● Tasks to perform:
1 > According to the market update, why might the RBA Monetary Policy Board keep rates on hold at its next meeting? Answer in one to three sentences.
2 > List each of the largest contributors to annual inflation named in the market update, along with its percentage.
3 > Summarize the market update in three sentences.

● Given passage:

+ + + +

CPI was released this morning and rose to 4.6% for the 12 months to February 2026, up from 3.7% last month. The largest contributors to annual inflation were Housing (+6.5%), Transport (+8.9%), and Food and non-alcoholic beverages (+3.1%). The important trimmed mean was unchanged from 3.3%.
The unchanged trimmed mean and the fact that higher fuel and food prices should act to dampen consumer spending may be enough for the RBA Monetary Policy Board to keep rates on hold at its next meeting in early May.
The US Fed meets tonight to assess the federal funds target range, with commentators expecting the rate to remain unchanged at 3.50-3.75%.
Betashares’ Chamath De Silva published this table comparing policy rates and sovereign yields recently. Australia has the highest policy rate and is the only economy to hike in the last three months.
Another corporate hybrid has come to the market with Suncorp Group announcing indications of interest yesterday for a perpetual non-call 6.1-year deal with price guidance of 270 basis points over 3-month BBSW. The deal launched today, and price guidance has already firmed by 10 basis points. Corporate hybrids have been snapped up by yield-hungry investors, and this deal is likely to be oversubscribed, and pricing may tighten even further.
This week I tuned into the Mawer ‘Art of Boring’ podcast with Brian Carney. Carney is a pessimist. He makes a good case for sticking to quality. I especially liked that he gave examples of two high-yield names where they saw value and why they decided to invest.
Laura Cooper from Nuveen says the list of risks is growing but that resolutions remain elusive. Further, at some point, the weight of what is being ignored could become the only one that matters. This is a good article.

+ + + +

Records
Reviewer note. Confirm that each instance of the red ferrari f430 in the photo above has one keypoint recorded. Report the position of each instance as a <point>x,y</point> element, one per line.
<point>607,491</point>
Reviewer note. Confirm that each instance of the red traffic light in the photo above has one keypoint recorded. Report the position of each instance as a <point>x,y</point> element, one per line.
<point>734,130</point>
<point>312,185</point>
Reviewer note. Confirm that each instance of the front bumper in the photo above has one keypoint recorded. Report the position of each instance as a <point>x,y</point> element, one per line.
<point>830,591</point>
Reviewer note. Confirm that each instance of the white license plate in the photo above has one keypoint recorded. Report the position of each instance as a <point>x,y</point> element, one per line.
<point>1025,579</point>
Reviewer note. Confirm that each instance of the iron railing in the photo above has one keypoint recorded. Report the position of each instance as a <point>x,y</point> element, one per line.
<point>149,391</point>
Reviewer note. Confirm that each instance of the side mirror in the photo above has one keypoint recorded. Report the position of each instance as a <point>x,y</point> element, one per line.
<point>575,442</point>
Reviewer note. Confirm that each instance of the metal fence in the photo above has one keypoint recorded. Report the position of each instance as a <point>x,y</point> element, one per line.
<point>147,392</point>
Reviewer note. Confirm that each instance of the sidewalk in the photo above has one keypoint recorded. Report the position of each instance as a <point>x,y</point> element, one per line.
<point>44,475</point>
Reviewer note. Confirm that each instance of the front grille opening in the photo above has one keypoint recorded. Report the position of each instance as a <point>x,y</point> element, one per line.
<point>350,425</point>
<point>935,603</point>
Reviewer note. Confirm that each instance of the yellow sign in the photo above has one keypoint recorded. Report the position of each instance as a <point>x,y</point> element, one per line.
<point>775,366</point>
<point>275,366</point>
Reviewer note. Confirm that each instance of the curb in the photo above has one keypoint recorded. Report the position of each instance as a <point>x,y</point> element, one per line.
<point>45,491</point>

+ + + +

● The results:
1 > The trimmed mean was unchanged at 3.3%, and higher fuel and food prices should act to dampen consumer spending. Together, these may be enough for the board to keep rates on hold at its meeting in early May.

2 >
- Housing (+6.5%)
- Transport (+8.9%)
- Food and non-alcoholic beverages (+3.1%)

3 > Annual CPI rose to 4.6% for the 12 months to February 2026, up from 3.7%, while the trimmed mean stayed at 3.3%, which may be enough for the RBA to hold rates in early May. The US Fed is expected to leave its target range unchanged at 3.50-3.75%, and Australia has the highest policy rate and is the only economy to hike in the last three months. Suncorp Group launched a corporate hybrid whose price guidance has already firmed by 10 basis points, and the update also recommends a Mawer podcast with Brian Carney and an article by Laura Cooper of Nuveen on growing risks.